Reproduce the entire listing below verbatim, line for line, without changing anything.

┏━━

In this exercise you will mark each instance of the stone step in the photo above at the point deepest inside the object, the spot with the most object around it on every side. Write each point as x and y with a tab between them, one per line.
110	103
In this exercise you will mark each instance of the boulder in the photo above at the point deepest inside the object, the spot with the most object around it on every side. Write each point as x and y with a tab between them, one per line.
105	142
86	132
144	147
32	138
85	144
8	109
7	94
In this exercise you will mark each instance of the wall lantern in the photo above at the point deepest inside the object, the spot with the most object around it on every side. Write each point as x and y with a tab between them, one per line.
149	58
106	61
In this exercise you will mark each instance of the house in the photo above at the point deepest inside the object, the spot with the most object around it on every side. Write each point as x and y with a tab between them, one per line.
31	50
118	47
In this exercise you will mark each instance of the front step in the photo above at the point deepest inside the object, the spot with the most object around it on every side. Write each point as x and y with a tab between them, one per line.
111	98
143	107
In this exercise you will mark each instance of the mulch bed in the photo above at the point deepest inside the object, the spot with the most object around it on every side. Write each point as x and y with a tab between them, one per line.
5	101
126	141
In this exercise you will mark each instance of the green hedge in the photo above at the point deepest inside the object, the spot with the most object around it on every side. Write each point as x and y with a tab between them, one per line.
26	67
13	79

┗━━

Reply:
In this exercise you will mark each instance of the stone step in the photo above at the point deepest inside the object, the spot with the most object around it on every side. Write each point as x and y with a tab between them, one per line.
110	103
In this exercise you will mark each instance of the boulder in the photo above at the point deepest inside the object, the spot with the most object around it on every side. Write each point as x and y with a tab between them, one per line.
105	142
86	132
144	147
32	138
85	144
8	109
7	94
In this exercise you will mark each instance of the wall lantern in the photo above at the point deepest inside the object, the spot with the most object around it on every side. Write each point as x and y with a tab between them, one per line.
149	58
106	61
In this exercise you will mark each instance of the house in the photo above at the point deepest inside the object, the spot with the most object around it on every side. Write each point as x and y with a tab between them, one per line.
31	50
118	47
In this exercise you will mark each instance of the front step in the photo above at the point deepest inside the object, the spot with the most object around it on every side. Write each point as x and y with a tab between them, one per line.
111	98
143	107
In this exercise you will mark each instance of the mulch bed in the photo above at the point deepest inside the object, the spot with the most object around it on every side. Write each point as x and y with a tab between them, one per line.
5	101
126	141
In this exercise you will mark each instance of the green hedge in the photo above at the point deepest inside the object, the spot with the most object around it on every side. Write each point as x and y with a tab between them, one per line.
26	67
13	79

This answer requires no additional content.